=== Your objective ===
Provide an exact reproduction of every entry.

*** Opening Source data ***

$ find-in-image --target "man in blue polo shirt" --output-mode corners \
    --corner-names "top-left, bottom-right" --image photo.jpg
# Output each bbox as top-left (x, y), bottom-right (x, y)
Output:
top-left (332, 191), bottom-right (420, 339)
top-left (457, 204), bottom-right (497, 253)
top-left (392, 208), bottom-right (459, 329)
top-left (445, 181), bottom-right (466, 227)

*** Closing Source data ***

=== Task answer ===
$ find-in-image --target "man in blue polo shirt" --output-mode corners \
    --corner-names "top-left, bottom-right" --image photo.jpg
# Output each bbox as top-left (x, y), bottom-right (x, y)
Output:
top-left (332, 191), bottom-right (420, 339)
top-left (457, 204), bottom-right (497, 253)
top-left (392, 208), bottom-right (459, 329)
top-left (445, 181), bottom-right (466, 227)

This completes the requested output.